◆ Questão 1: Segundo o texto sobre envelhecer, o que explica os milhões de procedimentos estéticos realizados anualmente pelo mundo?
◆ Questão 2: Reescreva o trecho do texto sobre envelhecer que começa em "Embora envelhecer seja" e segue até "que somos mortais.", rebatizando "ácido hialurônico" como "preenchimento facial".
◆ Questão 3: Como prossegue o texto sobre envelhecer a partir do ponto em que ele termina?

Jocê Rodrigues

Envelhecer: glórias e batalhas de toda uma vida

Embora envelhecer seja um processo natural do qual ninguém escapa, a ânsia por se manter jovem ainda rouba o sono de muita gente. Isso explica os milhões de procedimentos estéticos de retoque e reboco realizados anualmente pelo mundo. São cirurgias, aplicações de botox, peeling, luz pulsada, ácido hialurônico e por aí vai.

Procedimentos que servem para recauchutar e também para dar a ilusão de que o tempo não passou e de que o fim não está assim tão próximo.

Até aí, tudo bem. Afinal, vivemos para tentar esquecer que vamos morrer em algum momento. Jogamos, bebemos, cantamos, gritamos e por um momento ou dois esquecemos que somos mortais.

“A velhice é uma batalha, meu querido, quando não é uma coisa, é outra. Uma batalha implacável, justamente quando você está mais fraco e mais impossibilidade de enfrentar a luta como antes”, escreveu o escritor americano Phillip Roth no livro Homem Comum. Mais adiante, ele complementa: “A velhice não é uma batalha, a velhice é um massacre”.

Segundo o Instituto Brasileiro de Geografia e Estatística (IBGE), 19 milhões de idosos na faixa de 80 anos devem engrossar o caldo da população do país até 2060. Difícil dizer com certeza como será a qualidade de vida que espera por essas pessoas. Mas, se levarmos em conta as condições atuais, não vem coisa boa.

◆ Seção de dados:
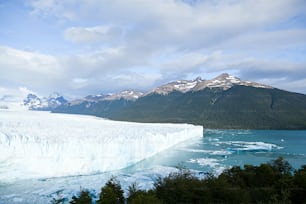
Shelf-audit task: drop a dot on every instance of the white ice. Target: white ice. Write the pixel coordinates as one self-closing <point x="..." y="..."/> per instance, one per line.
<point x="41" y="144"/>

◆ Espaço para resposta 1: A ânsia por se manter jovem, que ainda rouba o sono de muita gente, embora envelhecer seja um processo natural do qual ninguém escapa.

◆ Espaço para resposta 2:
Embora envelhecer seja um processo natural do qual ninguém escapa, a ânsia por se manter jovem ainda rouba o sono de muita gente. Isso explica os milhões de procedimentos estéticos de retoque e reboco realizados anualmente pelo mundo. São cirurgias, aplicações de botox, peeling, luz pulsada, preenchimento facial e por aí vai.

Procedimentos que servem para recauchutar e também para dar a ilusão de que o tempo não passou e de que o fim não está assim tão próximo.

Até aí, tudo bem. Afinal, vivemos para tentar esquecer que vamos morrer em algum momento. Jogamos, bebemos, cantamos, gritamos e por um momento ou dois esquecemos que somos mortais.

◆ Espaço para resposta 3:
Embora o panorama não pareça dos melhores, ainda mais para quem partilha do pensamento nada otimista de Roth, há quem insista em lançar um olhar positivo sobre o processo de envelhecimento. A pergunta que essas pessoas normalmente trazem é: não estaria na hora de revermos o antigo paradigma da idade, onde nascemos, crescemos e daí vamos ladeira abaixo em direção à decrepitude e à morte?

Numa interessante e bem-humorada palestra ao TED, em 2011, a atriz, escritora e ativista política Jane Fonda descortina alguns aspectos daquilo que prefere chamar de o terceiro ato da vida, que corresponde às três últimas décadas da vida de alguém.

“Talvez a tarefa do terceiro ato seja terminar a tarefa de encerrar a nós mesmos”, argumenta a atriz agora octogenária (na época da palestra, Fonda tinha 74 anos) que há muito tempo é símbolo de independência e empoderamento entre as mulheres. Ou seja, envelhecer é colocar alguns pontos finais em certas questões e se completar, alcançar certa plenitude.

Para Jane, esse período da vida é o mais propício para uma séria e profunda reavaliação do que passou. “Talvez o objetivo principal do terceiro ato seja voltar e tentar, se apropriado, mudar nossa relação com o passado”, sugere. Uma atitude que pode levar até mesmo a um reajuste de nosso funcionamento neural, segundo ela. “Não é ter experiências que nos torna sábios, é refletir sobre as experiências que tivemos”, arremata ao fim da apresentação.

A ideia de uma velhice plena não é tão popular. Também pudera. Afinal, são décadas de desencorajamento. Anos e mais anos de discursos onde o avanço da idade representa regressão, doença, esgotamento e inutilidade. É claro que existem os fatores genéticos, dos quais é praticamente impossível escapar dado o cenário científico atual. Porém, não é apenas por eles que devemos nos guiar.

Em 2013, o neurologista e escritor inglês Oliver Sacks escreveu “Mercúrio”, o primeiro dos quatro ensaios que compõem o livro Gratidão. Escrito quando estava prestes a completar 80 anos, época em que ainda não havia sido diagnosticada a metástase no fígado que o levaria à morte dois anos depois, o texto narra os pequenos deleites do que costumamos chamar de velhice, assim como algumas das suas dificuldades, sem fraquejar.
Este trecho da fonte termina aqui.